-- START --

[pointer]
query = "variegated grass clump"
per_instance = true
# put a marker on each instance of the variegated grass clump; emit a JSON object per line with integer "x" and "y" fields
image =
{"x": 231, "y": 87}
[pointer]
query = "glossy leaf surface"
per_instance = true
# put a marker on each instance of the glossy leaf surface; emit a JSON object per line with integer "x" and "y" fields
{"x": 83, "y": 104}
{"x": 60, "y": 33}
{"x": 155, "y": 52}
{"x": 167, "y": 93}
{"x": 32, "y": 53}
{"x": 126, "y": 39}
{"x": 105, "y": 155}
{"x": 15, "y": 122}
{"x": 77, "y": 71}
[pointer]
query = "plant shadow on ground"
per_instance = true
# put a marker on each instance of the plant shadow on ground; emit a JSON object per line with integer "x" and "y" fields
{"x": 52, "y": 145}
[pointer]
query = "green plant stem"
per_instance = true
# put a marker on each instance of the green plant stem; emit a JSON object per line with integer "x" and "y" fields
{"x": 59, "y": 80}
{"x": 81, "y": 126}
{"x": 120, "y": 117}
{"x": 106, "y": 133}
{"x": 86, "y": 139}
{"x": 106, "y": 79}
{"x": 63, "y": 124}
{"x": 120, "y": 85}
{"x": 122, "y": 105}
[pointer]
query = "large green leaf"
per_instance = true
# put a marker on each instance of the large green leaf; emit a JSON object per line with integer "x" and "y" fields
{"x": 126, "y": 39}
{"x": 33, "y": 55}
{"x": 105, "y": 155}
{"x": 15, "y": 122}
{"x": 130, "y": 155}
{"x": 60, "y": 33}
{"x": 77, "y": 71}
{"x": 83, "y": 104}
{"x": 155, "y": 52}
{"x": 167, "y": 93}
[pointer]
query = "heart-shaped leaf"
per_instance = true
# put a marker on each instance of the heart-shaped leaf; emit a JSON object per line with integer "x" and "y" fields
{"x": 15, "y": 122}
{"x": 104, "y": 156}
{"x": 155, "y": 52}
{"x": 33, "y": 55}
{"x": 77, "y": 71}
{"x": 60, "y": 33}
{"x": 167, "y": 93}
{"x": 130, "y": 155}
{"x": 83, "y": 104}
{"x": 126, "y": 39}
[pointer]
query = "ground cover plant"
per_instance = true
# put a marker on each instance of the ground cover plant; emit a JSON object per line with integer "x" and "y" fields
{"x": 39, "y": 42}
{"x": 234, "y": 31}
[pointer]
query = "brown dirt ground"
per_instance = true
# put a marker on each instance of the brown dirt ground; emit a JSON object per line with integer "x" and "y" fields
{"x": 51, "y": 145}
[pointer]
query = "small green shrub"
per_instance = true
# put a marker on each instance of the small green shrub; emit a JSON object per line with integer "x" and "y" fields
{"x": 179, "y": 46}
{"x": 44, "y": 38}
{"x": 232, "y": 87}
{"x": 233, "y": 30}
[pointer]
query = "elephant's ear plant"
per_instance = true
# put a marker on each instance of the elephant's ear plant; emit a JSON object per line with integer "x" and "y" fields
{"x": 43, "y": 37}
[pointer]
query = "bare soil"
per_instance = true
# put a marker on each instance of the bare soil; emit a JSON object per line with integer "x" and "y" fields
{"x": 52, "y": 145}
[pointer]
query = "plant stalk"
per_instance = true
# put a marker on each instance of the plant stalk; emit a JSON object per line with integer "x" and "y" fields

-- END --

● Given instruction
Quote all the records exactly, please, leaving none out.

● Response to this task
[pointer]
query = "variegated grass clump"
per_instance = true
# put a marker on each instance of the variegated grass clump; emit a JSON object per line with integer "x" and "y" fields
image =
{"x": 231, "y": 87}
[pointer]
query = "glossy leaf surface"
per_instance = true
# put a marker on each instance of the glossy leaf surface; emit a JSON object per line with integer "x" and "y" fields
{"x": 83, "y": 104}
{"x": 60, "y": 33}
{"x": 155, "y": 52}
{"x": 167, "y": 93}
{"x": 32, "y": 53}
{"x": 126, "y": 39}
{"x": 105, "y": 155}
{"x": 15, "y": 122}
{"x": 77, "y": 71}
[pointer]
query = "plant shadow on ground"
per_instance = true
# put a marker on each instance of the plant shadow on ground; emit a JSON object per line with integer "x" and "y" fields
{"x": 52, "y": 145}
[pointer]
query = "green plant stem"
per_instance = true
# put a marker on each instance of the green plant stem; emit a JSON object per line with integer "x" and "y" fields
{"x": 59, "y": 80}
{"x": 81, "y": 126}
{"x": 120, "y": 117}
{"x": 106, "y": 133}
{"x": 86, "y": 139}
{"x": 106, "y": 79}
{"x": 63, "y": 124}
{"x": 120, "y": 85}
{"x": 122, "y": 105}
[pointer]
query = "large green leaf"
per_instance = true
# put a marker on each instance of the large green leaf; emit a JSON object per line with integer "x" and "y" fields
{"x": 126, "y": 39}
{"x": 33, "y": 55}
{"x": 105, "y": 155}
{"x": 15, "y": 122}
{"x": 130, "y": 155}
{"x": 60, "y": 33}
{"x": 77, "y": 71}
{"x": 83, "y": 104}
{"x": 155, "y": 52}
{"x": 167, "y": 93}
[pointer]
query = "heart-shaped leaf"
per_instance = true
# put a marker on each instance of the heart-shaped leaf; emit a JSON object per line with integer "x" and "y" fields
{"x": 15, "y": 122}
{"x": 104, "y": 156}
{"x": 155, "y": 52}
{"x": 33, "y": 55}
{"x": 77, "y": 71}
{"x": 60, "y": 33}
{"x": 167, "y": 93}
{"x": 130, "y": 155}
{"x": 83, "y": 104}
{"x": 126, "y": 39}
[pointer]
query = "ground cover plant"
per_instance = true
# put a marker on each instance of the ground cover plant; emit a JSON object per line with integer "x" and "y" fields
{"x": 39, "y": 42}
{"x": 234, "y": 31}
[pointer]
query = "brown dirt ground"
per_instance = true
# put a marker on each instance of the brown dirt ground; emit a JSON object per line with integer "x" and "y" fields
{"x": 51, "y": 145}
[pointer]
query = "small green shrub"
per_instance = true
# put a marker on each instance of the small green shrub; emit a JSON object per line with integer "x" and "y" fields
{"x": 179, "y": 46}
{"x": 44, "y": 38}
{"x": 232, "y": 87}
{"x": 233, "y": 30}
[pointer]
query = "elephant's ear plant"
per_instance = true
# put a marker on each instance of the elephant's ear plant; emit a JSON object per line with integer "x" and "y" fields
{"x": 43, "y": 37}
[pointer]
query = "bare soil"
per_instance = true
# put a marker on each instance of the bare soil; emit a JSON object per line with integer "x" and "y" fields
{"x": 52, "y": 145}
[pointer]
query = "plant stalk"
per_instance = true
# put a marker on each instance of the plant stalk; emit a JSON object per line with integer "x" and "y" fields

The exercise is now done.